** START Data for this exercise **

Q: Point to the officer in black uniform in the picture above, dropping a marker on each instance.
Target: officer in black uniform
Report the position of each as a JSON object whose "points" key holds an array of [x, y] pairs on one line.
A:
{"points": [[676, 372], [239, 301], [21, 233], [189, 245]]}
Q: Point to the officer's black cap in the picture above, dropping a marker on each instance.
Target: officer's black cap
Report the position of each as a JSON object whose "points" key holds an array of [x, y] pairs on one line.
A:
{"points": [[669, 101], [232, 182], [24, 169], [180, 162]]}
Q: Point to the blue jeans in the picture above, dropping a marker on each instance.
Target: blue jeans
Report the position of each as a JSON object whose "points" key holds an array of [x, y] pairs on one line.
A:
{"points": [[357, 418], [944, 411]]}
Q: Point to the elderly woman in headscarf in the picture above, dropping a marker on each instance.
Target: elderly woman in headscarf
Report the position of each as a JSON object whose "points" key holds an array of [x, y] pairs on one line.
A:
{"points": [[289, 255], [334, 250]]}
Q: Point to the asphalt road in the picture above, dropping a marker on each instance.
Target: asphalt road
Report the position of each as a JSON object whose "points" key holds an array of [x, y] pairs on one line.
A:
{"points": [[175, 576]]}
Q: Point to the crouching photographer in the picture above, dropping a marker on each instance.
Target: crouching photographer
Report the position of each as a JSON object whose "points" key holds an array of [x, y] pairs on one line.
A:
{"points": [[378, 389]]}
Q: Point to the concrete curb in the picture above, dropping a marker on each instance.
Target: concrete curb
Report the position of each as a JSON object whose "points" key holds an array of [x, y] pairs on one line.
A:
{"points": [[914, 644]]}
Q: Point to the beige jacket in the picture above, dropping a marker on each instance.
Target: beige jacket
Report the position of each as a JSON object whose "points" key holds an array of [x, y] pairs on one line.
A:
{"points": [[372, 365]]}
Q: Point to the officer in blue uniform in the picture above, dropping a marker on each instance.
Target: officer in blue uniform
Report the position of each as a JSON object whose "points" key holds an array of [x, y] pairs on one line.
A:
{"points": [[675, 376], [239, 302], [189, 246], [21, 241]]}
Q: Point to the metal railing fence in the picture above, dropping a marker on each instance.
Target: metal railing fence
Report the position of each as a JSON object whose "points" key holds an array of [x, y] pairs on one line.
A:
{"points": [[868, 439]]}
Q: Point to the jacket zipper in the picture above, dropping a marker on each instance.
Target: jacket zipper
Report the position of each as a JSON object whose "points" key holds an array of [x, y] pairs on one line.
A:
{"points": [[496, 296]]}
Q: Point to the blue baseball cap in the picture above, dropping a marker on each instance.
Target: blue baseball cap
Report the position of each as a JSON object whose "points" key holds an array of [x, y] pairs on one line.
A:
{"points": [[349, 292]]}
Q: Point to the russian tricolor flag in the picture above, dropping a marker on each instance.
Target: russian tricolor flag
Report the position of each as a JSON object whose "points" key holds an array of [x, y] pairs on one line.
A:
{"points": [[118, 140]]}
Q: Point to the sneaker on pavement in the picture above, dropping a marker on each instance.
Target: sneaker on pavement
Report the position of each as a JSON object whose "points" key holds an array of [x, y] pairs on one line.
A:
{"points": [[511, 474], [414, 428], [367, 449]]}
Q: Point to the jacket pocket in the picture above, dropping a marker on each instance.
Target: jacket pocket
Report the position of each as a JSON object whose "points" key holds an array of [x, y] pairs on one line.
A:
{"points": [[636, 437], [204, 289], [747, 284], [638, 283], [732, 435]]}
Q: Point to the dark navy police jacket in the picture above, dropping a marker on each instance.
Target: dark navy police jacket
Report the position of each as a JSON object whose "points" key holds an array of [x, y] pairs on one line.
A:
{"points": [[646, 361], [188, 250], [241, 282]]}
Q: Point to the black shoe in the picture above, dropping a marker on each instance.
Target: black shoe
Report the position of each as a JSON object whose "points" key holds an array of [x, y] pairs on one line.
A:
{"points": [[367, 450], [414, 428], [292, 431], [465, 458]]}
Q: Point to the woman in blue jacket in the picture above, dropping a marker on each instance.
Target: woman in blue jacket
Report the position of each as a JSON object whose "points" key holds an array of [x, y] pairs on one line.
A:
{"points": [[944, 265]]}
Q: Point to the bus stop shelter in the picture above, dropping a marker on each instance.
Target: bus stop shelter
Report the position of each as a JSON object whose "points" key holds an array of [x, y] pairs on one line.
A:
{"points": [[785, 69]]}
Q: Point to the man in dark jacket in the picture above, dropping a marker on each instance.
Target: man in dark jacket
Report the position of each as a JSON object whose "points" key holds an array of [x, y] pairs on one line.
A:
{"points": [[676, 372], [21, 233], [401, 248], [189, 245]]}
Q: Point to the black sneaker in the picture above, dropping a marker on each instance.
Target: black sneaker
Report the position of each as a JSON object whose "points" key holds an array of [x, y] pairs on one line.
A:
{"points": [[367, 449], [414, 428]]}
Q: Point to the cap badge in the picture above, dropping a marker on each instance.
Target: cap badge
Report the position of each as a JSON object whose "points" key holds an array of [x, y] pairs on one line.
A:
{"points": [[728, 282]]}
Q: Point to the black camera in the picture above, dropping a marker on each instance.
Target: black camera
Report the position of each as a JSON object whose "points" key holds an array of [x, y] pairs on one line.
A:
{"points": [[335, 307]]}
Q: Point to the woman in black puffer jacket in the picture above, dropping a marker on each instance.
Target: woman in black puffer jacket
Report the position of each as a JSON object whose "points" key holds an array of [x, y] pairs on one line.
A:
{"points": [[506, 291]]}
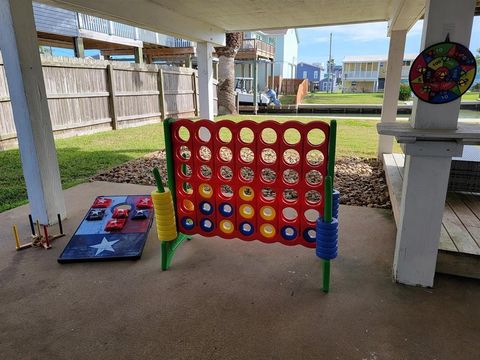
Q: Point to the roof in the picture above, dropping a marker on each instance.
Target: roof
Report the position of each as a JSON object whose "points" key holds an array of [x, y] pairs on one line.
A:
{"points": [[309, 65], [279, 32], [208, 20], [373, 58]]}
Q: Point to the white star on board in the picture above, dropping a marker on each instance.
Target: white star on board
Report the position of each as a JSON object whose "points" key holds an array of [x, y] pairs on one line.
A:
{"points": [[105, 245]]}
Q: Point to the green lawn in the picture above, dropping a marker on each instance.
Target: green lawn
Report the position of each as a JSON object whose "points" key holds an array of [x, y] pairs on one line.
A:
{"points": [[83, 156], [366, 98]]}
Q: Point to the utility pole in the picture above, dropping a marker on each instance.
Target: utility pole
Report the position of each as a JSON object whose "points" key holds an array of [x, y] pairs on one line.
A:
{"points": [[329, 67]]}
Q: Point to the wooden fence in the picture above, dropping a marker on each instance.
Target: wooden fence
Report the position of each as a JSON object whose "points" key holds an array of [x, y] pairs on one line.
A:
{"points": [[86, 96]]}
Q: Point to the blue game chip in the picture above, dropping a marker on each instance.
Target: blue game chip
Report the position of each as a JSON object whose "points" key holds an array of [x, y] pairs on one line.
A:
{"points": [[206, 225], [226, 209], [310, 234], [206, 208], [140, 215], [289, 232], [188, 223], [95, 214], [246, 228]]}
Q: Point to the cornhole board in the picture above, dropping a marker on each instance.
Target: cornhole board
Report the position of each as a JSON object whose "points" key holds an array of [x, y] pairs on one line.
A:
{"points": [[92, 242]]}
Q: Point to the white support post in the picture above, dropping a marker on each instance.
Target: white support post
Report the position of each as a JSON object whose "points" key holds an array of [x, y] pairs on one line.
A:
{"points": [[205, 79], [18, 41], [392, 87], [426, 177]]}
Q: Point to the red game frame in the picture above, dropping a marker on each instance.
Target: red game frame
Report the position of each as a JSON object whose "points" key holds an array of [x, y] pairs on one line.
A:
{"points": [[188, 202]]}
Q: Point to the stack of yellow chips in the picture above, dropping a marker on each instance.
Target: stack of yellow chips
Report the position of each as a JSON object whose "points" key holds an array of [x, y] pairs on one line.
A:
{"points": [[164, 215]]}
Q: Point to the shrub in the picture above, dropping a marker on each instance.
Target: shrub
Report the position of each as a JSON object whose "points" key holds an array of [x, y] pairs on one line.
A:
{"points": [[405, 92]]}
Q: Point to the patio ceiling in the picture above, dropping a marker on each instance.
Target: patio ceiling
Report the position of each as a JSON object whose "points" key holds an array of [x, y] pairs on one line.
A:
{"points": [[208, 20]]}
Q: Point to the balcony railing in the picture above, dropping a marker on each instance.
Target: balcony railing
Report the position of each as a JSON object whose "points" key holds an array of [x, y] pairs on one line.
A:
{"points": [[260, 47], [93, 23], [361, 75]]}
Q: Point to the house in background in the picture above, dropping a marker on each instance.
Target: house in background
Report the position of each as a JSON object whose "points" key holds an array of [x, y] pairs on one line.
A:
{"points": [[332, 81], [274, 52], [77, 32], [286, 52], [311, 72], [367, 73]]}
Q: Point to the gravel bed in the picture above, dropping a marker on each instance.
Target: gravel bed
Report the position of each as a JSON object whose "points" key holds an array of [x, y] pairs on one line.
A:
{"points": [[361, 181]]}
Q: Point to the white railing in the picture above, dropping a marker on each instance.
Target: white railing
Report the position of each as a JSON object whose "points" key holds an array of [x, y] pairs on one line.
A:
{"points": [[361, 75], [93, 23]]}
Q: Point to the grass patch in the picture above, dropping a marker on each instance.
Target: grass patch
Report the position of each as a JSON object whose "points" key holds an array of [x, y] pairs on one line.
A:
{"points": [[364, 98], [83, 156], [287, 99], [79, 158]]}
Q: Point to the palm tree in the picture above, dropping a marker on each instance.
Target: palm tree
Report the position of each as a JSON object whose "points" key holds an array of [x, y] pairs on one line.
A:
{"points": [[226, 73]]}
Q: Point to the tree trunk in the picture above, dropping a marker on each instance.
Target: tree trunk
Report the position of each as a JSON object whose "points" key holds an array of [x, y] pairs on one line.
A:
{"points": [[226, 73], [226, 85]]}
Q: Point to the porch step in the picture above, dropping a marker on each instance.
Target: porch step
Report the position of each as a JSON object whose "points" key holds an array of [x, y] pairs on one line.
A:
{"points": [[459, 247]]}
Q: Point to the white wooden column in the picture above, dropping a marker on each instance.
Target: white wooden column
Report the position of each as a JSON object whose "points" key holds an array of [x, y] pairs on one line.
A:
{"points": [[392, 87], [205, 79], [18, 41], [427, 169]]}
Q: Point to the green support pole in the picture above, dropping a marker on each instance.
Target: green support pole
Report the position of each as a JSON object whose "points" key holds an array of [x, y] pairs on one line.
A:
{"points": [[331, 150], [327, 217], [169, 247], [328, 195], [158, 180]]}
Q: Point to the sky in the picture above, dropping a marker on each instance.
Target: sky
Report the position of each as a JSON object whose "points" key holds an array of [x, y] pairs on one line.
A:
{"points": [[361, 39]]}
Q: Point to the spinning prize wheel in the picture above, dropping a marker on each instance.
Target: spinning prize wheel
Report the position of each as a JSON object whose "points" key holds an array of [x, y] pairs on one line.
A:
{"points": [[442, 72]]}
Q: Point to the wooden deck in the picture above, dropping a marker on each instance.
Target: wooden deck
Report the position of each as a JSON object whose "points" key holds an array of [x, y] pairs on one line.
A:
{"points": [[459, 248]]}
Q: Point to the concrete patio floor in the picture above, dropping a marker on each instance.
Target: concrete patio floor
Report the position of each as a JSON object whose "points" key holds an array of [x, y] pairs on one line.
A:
{"points": [[228, 299]]}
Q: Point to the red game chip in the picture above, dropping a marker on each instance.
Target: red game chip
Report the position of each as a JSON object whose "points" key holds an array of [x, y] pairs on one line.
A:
{"points": [[115, 225], [101, 202], [144, 203], [120, 213]]}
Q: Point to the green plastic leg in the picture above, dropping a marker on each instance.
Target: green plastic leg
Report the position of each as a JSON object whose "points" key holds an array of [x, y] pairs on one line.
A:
{"points": [[326, 276], [169, 247]]}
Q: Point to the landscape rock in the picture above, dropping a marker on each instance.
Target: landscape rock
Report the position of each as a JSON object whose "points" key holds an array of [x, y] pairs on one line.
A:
{"points": [[361, 181]]}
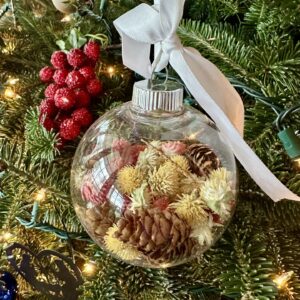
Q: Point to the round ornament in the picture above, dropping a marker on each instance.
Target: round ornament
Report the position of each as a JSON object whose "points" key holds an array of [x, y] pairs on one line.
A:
{"points": [[153, 181], [63, 6]]}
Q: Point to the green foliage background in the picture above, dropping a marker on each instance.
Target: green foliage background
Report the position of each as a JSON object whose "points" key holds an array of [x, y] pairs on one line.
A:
{"points": [[253, 41]]}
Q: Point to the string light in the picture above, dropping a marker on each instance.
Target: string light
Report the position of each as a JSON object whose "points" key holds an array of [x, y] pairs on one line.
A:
{"points": [[282, 280], [12, 81], [111, 71], [66, 19], [40, 196], [6, 237], [89, 269]]}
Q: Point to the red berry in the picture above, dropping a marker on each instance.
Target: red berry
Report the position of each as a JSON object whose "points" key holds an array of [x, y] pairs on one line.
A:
{"points": [[94, 87], [75, 80], [82, 116], [60, 77], [92, 50], [83, 98], [48, 108], [87, 72], [46, 122], [60, 143], [59, 60], [69, 129], [64, 98], [46, 74], [60, 118], [76, 58], [51, 90], [91, 63]]}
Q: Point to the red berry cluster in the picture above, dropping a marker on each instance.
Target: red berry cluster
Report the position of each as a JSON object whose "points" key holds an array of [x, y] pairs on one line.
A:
{"points": [[72, 83]]}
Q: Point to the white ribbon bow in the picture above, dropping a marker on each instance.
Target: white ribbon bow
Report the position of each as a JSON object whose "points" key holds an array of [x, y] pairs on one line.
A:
{"points": [[145, 25]]}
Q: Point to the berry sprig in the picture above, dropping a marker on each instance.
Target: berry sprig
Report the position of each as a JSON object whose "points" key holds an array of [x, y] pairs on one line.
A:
{"points": [[71, 86]]}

** END Data for this exercise **

◆ Given request
Write out again, exactly, the lines from the one holding "Q: Point to the round" through the end of the listing, with both ends included.

◆ Written answer
Q: Point to the round ornament in the picture above, dropping a marker on each instance.
Target: round ornament
Report the position of each as a JSON object whose "points" key holds an array of [x, y] pairs on one line.
A:
{"points": [[153, 181], [63, 6]]}
Q: Point to the green foliage background in the picture above, dropping a marker on each instance.
Target: green foliage background
Report the position of each as a JSON object whose "points" key holds an array of [x, y] pairs on one line.
A:
{"points": [[253, 41]]}
Q: Point to the string light in the picture above, dropping a marker on each instance.
Target: string light
Report the position of each as a JSON object whose "points" key holds an array of [x, y] pairs on one line.
A:
{"points": [[282, 280], [12, 81], [111, 71], [66, 19], [40, 196], [6, 237], [89, 269]]}
Q: Point to the red berry in the picture above, dropping a marker on each instance.
Target: red berry
Report the position of each as a JSON object whose "points" key holds an array of [x, y] pairs on one line.
A:
{"points": [[94, 87], [75, 80], [82, 116], [60, 77], [92, 50], [83, 98], [48, 108], [87, 72], [46, 122], [60, 143], [59, 60], [69, 129], [64, 98], [46, 74], [60, 118], [76, 58], [51, 90], [91, 63]]}
Q: Point to the red berry cluster in the picture above, dropping a marker on each instance.
Target: red berry cluster
Report the position of each as a JSON object whose "points" key holds an array of [x, y] pairs on one line.
A:
{"points": [[72, 83]]}
Q: Point to the white ribbon bow in the picture above, dropping a marker on each instance.
Target: white ribbon bow
Report the position of each as a JSON object whose "points" key holds an array of [x, y] pairs on one line.
A:
{"points": [[145, 25]]}
Q: Point to the berry sprig in the picture above, dropping a marker on each instance.
Target: berry sprig
Report the position of each as a JSON object whose "points" key holds an array of [x, y] pairs on one line.
A:
{"points": [[71, 86]]}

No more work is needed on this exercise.